-- Task details --
Report how many of the rows below contain the string "chair", matching case exactly. Give only the number.

-- Stored rows --
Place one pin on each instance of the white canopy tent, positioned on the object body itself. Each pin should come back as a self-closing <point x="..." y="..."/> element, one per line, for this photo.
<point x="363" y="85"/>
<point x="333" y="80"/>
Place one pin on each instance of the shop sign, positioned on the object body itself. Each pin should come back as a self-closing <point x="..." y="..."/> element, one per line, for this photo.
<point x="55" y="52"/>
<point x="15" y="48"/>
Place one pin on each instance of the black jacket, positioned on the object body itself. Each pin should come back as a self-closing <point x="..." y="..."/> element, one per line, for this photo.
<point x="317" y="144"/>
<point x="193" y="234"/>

--

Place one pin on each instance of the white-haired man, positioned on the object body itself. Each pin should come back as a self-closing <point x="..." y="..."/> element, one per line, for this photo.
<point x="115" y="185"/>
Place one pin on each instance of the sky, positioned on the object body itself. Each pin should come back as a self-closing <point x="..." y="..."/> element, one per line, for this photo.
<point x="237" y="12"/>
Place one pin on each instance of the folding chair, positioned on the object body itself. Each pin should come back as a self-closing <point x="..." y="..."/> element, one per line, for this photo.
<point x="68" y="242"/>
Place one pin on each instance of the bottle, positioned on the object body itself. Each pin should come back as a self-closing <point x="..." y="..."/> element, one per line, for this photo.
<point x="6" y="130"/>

-- Exercise answer --
1